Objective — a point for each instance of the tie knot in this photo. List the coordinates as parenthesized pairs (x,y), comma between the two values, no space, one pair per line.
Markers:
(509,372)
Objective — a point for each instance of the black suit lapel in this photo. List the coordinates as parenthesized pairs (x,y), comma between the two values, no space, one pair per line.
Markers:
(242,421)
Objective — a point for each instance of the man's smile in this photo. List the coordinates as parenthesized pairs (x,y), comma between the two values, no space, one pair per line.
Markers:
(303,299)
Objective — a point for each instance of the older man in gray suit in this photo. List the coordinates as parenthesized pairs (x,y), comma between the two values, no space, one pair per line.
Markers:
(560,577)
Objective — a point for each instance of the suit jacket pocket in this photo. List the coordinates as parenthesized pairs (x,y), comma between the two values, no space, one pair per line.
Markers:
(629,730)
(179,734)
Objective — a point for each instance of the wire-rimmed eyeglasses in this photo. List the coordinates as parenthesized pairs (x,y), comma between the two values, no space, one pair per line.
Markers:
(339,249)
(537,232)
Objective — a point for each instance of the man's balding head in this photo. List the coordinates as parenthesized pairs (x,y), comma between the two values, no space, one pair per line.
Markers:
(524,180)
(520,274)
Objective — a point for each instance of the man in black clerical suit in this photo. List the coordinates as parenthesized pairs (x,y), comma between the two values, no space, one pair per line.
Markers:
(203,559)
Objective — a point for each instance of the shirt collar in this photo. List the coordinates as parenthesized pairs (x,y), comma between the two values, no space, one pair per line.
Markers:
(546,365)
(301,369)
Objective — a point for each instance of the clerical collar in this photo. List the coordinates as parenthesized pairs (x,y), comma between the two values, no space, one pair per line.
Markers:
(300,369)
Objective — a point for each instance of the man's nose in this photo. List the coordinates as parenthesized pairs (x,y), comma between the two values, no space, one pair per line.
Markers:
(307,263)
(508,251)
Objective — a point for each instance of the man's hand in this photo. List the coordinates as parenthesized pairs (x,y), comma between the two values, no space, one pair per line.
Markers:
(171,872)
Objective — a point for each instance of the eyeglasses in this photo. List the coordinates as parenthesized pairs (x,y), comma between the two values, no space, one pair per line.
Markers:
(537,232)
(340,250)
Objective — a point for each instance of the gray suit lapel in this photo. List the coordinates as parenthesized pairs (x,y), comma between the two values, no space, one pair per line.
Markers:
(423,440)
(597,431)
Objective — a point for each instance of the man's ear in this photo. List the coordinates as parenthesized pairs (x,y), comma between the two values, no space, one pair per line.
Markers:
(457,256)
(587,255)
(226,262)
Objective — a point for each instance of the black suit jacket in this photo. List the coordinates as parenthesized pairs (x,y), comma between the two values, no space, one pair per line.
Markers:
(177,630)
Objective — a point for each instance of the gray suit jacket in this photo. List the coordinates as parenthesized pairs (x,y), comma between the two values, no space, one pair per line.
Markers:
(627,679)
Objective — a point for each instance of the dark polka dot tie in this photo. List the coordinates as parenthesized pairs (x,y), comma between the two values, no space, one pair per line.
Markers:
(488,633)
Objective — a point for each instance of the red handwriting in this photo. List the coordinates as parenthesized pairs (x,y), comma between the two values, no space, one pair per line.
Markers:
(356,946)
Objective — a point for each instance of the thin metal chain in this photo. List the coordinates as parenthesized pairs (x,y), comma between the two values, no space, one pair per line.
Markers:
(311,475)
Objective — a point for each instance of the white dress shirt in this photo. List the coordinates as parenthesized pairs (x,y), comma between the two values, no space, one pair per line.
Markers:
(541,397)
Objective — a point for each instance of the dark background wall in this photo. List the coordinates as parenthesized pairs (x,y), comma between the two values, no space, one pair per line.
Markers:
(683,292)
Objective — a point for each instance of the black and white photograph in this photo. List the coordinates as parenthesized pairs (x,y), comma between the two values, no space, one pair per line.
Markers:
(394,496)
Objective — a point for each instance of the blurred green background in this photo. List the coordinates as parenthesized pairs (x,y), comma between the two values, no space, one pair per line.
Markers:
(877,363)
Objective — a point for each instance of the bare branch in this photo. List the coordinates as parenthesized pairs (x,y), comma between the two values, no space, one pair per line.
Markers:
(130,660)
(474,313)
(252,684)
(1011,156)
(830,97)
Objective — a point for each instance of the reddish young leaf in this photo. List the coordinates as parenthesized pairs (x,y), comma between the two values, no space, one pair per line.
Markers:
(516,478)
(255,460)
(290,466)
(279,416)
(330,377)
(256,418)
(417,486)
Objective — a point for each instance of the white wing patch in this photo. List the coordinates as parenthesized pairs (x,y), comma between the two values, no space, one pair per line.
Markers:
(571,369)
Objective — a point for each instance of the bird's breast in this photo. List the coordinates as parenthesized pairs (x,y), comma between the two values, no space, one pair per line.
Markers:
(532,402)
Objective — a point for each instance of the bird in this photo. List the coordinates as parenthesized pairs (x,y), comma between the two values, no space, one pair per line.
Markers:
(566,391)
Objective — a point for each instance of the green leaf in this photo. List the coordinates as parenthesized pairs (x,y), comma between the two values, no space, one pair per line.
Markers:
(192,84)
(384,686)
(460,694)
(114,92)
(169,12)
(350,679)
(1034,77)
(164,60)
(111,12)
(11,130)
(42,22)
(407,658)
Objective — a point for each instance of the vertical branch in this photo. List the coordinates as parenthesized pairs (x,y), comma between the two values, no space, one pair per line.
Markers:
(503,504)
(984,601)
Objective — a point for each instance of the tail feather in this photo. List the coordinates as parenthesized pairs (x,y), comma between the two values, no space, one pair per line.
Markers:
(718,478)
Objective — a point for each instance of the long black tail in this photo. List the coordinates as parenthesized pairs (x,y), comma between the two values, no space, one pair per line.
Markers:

# REQUIRED ACTION
All lines above that include the word "black" should be located and copied.

# RESPONSE TO THE TASK
Objective — a point for each instance of the black suit lapel in this photo. List the coordinates as parenthesized pairs (x,y), comma between the two values, no space, one pair per line.
Objective — a point for each instance of the man in black clerical suit in this photo. List the coordinates as parenthesized pairs (x,y), comma between the two values, no space, one pair per line.
Objective — a point for each instance of the black suit jacket in this photo. List the coordinates as parenthesized pairs (x,y), comma between the two values, no space, one pair per line.
Objective — a point for each instance of the black and white photograph in this photo. List the coordinates as parenthesized pairs (x,y), comma between the two values, no space, one pair per line.
Objective — a point for each instance of the long black tail in this photo. List the coordinates as parenthesized pairs (x,y), comma between the two values, no space, one pair per line.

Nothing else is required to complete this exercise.